Text passage Start Marker

Called the T-suite—a name that reflects tomorrow’s technology, treatment, and training, as well as the suite’s shape—this new space is one of the most advanced of its kind in the world.
Constructed by Minnetonka-based IMRIS, the suite will have a four-room configuration that incorporates a mobile magnetic resonance imaging (MRI) scanner. Three of the rooms are operating rooms, while the fourth will be used for diagnostic imaging. The scanner can travel to each of the T-suite’s operating rooms on demand, and can be used in real time during surgery to guide neurosurgeons’ work.
Though similar MRI surgical suites exist, the T-suite is the first in the world to be designed for three separate kinds of surgery with real-time imaging using a 3-Tesla magnet, which is the most sophisticated intra-operative imaging currently available for patients. This new capability will revolutionize neurosurgical patient outcomes, according to University of Minnesota Health Neurosurgeon Clark C. Chen, MD, PhD, who also serves as the chair of the neurosurgery department at University of Minnesota Medical School.
“To see the real-time results of our surgery is a dream come true for surgeons and a giant leap forward in our ability to personalize surgery to meet the specific needs of the patient,” Chen said.

Text passage End Marker
Entries provided Start Marker

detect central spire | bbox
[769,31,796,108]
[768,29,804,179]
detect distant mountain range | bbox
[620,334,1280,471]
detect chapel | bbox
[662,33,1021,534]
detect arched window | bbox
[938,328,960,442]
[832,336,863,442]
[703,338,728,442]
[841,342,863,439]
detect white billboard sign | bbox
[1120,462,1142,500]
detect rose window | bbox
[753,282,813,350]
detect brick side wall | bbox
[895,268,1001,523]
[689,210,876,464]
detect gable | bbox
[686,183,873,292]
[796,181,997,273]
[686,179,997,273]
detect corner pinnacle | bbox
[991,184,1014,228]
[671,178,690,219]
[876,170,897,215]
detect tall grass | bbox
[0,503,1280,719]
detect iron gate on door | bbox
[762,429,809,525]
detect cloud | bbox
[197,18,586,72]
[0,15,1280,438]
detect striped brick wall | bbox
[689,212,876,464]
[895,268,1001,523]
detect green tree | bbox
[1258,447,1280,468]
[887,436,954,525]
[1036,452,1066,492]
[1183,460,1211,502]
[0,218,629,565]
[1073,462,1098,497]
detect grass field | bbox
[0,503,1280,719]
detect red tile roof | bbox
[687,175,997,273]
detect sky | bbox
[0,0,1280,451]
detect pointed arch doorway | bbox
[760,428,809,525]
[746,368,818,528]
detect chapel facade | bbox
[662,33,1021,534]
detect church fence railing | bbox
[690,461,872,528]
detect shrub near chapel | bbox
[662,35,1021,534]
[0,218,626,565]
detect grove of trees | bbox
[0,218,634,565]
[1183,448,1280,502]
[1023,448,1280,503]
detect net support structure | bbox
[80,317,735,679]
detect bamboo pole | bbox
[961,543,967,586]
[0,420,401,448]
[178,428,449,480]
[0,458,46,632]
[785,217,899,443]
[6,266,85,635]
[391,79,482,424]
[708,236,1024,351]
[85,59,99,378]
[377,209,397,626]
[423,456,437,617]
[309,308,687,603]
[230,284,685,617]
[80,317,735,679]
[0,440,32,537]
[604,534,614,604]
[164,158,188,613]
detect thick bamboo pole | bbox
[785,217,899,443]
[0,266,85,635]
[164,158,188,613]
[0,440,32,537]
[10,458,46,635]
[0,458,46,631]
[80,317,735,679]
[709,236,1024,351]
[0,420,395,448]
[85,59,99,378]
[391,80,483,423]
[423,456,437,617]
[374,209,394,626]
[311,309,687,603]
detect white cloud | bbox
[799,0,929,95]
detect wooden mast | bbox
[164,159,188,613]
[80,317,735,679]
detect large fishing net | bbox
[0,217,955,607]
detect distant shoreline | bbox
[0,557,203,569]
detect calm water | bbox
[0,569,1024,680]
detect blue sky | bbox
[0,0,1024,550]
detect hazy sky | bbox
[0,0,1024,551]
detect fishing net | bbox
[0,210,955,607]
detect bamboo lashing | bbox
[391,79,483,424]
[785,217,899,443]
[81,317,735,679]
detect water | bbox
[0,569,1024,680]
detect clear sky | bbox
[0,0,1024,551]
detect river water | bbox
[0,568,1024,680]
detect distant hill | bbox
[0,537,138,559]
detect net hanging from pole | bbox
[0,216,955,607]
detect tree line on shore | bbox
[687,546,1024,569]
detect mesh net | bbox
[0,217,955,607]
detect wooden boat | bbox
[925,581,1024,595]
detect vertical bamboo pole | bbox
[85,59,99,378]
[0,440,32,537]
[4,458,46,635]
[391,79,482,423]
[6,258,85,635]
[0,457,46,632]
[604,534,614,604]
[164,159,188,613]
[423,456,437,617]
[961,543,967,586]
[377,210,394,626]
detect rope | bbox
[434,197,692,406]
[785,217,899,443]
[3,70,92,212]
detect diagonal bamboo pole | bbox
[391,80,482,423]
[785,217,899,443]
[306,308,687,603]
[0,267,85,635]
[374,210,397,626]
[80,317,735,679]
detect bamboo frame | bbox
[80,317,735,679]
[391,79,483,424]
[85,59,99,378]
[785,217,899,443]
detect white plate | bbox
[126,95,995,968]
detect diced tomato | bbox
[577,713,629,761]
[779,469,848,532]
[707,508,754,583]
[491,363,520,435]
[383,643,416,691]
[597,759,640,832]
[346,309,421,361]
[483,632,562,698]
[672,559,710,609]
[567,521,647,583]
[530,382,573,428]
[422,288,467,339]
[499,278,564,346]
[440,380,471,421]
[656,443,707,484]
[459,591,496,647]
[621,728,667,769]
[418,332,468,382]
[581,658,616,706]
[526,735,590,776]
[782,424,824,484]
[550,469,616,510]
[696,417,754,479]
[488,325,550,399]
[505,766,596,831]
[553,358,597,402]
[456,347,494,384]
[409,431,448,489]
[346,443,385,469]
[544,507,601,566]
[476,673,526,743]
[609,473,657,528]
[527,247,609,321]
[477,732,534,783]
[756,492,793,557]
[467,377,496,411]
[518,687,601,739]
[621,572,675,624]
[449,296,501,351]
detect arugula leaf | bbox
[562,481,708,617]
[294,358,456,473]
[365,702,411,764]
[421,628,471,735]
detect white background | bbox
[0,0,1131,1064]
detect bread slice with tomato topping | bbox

Entries provided End Marker

# Study questions
• 1. Which company built the T-suite described in the passage about the T-suite?
• 2. Carry on the passage about the T-suite from the point where it stops.
You won't need the records for this work.

# Answers by item number
• 1. Minnetonka-based IMRIS.

• 2.
In traditional brain cancer surgery, neurosurgeons removing a brain tumor from a patient can’t know with certainty whether the procedure successfully eliminated the entire tumor until the patient gets an MRI after the surgery is over. If the portions of the tumor remain following the first surgery, the patient may need a second procedure to take it out. The ability to conduct an MRI scan during surgery allows neurosurgeons to check their work immediately. If they spot additional tumor tissue left in the brain, they can remove it during the same procedure without the need for a second surgery.
An MRI during surgery can also improve outcomes for patients with other neurological problems, including stroke and Parkinson’s disease, according to Chen. Real-time imaging can help physicians understand how neural connectivity changes in the brain as a surgery progresses, allowing stroke or Parkinson’s disease specialists a better opportunity to tailor surgical treatment to the patient, Chen said.
The T-suite’s flexible design also allows each of the three operating rooms to be customized for different procedures. One of the T-suite’s rooms can be customized for endovascular (catheter-based) procedures for embolization and stroke treatment, and another is can be used for laser ablation, which cannot be performed in a traditional operating room setting. This means a patient undergoing a complex, multi-stage procedure can move from room to room for each stage of the surgery. Some patients will only need to undergo anesthesia once, rather than multiple times, and can have each stage of their treatment completed on the same day.
Neurosurgery patients aren’t the only ones who will benefit from the T-Suite technology. Eventually, the T-suite will also be used for other surgical procedures.
The T-suite’s design also emphasizes safety.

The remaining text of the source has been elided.